Первоначально, будучи ещё не дифференцированной, была она всем неведомым, чуждым; тем, что оказывалось трансцендентным кругу опыта, тем, что в вещах было больше их наперёд уже известного существования. То, что примитивом в этом случае распознается в качестве сверхъестественного, никоим образом не является духовной субстанцией как противоположностью материального, но — взаимосвязностью естественного в противовес отдельному его звену. Вопль ужаса, который вырывается при встрече с непривычным, становится его именем. Им фиксируется трансцендентность неведомого по отношению к известному и тем самым — святость ужаса. Раздвоение природы на видимость и сущность, на воздействие и силу, лишь благодаря которым становятся возможными как миф, так и наука, порождено страхом человека, сам способ выражения которого становится объяснением.

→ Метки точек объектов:
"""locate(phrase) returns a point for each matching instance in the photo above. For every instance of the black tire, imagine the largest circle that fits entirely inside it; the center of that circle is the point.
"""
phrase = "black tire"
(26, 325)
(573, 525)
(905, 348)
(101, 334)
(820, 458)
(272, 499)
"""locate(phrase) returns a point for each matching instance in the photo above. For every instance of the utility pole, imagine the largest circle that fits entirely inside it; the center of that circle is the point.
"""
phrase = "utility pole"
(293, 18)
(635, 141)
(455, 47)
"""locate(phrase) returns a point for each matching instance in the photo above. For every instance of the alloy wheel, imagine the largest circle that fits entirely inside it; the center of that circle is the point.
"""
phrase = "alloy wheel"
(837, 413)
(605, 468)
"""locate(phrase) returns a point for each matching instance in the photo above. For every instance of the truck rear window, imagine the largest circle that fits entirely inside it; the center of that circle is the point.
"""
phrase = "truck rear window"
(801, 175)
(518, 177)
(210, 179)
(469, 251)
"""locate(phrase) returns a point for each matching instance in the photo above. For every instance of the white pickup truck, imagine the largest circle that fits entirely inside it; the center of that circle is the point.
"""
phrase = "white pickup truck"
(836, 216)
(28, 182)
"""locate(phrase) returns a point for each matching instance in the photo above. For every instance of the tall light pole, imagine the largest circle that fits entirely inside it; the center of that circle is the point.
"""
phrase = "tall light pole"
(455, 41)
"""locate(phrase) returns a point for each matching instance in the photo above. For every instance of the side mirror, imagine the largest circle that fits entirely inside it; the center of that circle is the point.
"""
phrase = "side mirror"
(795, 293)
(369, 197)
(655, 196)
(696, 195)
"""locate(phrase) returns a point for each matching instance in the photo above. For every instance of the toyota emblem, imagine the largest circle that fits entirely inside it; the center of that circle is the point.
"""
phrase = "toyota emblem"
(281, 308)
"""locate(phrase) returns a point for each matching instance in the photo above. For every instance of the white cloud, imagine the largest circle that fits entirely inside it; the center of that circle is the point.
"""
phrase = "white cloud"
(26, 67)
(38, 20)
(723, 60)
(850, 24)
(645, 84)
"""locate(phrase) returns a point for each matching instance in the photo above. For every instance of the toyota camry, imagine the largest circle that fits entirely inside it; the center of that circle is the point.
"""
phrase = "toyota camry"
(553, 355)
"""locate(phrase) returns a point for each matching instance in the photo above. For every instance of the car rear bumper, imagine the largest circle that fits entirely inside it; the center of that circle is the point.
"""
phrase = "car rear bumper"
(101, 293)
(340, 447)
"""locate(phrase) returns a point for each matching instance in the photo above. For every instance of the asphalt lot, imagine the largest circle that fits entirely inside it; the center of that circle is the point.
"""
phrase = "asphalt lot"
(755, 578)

→ Задания:
1 - Выведите дословно фрагмент текста о страхе перед неведомым, начиная со слов «Первоначально, будучи ещё» и заканчивая словами «которого становится объяснением.».
2 - Допишите следующую часть текста о страхе перед неведомым, начиная сразу после его последнего предложения.

→ Ответы по заданиям:
1 -
Первоначально, будучи ещё не дифференцированной, была она всем неведомым, чуждым; тем, что оказывалось трансцендентным кругу опыта, тем, что в вещах было больше их наперёд уже известного существования. То, что примитивом в этом случае распознается в качестве сверхъестественного, никоим образом не является духовной субстанцией как противоположностью материального, но — взаимосвязностью естественного в противовес отдельному его звену. Вопль ужаса, который вырывается при встрече с непривычным, становится его именем. Им фиксируется трансцендентность неведомого по отношению к известному и тем самым — святость ужаса. Раздвоение природы на видимость и сущность, на воздействие и силу, лишь благодаря которым становятся возможными как миф, так и наука, порождено страхом человека, сам способ выражения которого становится объяснением.

2 -
Не душа переносится на природу, как то заставляет думать психологизм; мана, движущий дух, никоим образом не является проекцией, но эхом реального всемогущества природы в слабых душах дикарей. Разделение на одушевлённое и неодушевлённое, заселение определённых мест демонами и божествами берёт своё начало в этом преанимизме. Само разделение субъекта и объекта уже заложено в нём. Когда с деревом обращаются не просто как с деревом, а как со свидетельством чего-то иного, как с местопребыванием мана, язык обретает способность выразить то противоречие, что нечто является им самим и в то же время чем-то иным, нежели оно само, идентичным и неидентичным.[20]
Благодаря божествам язык из тавтологии становится языком. Понятие, которое расхожей дефиницией определяется в качестве единства признаков под него подводимого, напротив, с самого начала было продуктом диалектического мышления, для которого что-либо есть то, что оно есть, лишь благодаря тому, что оно становится тем, чем оно не является.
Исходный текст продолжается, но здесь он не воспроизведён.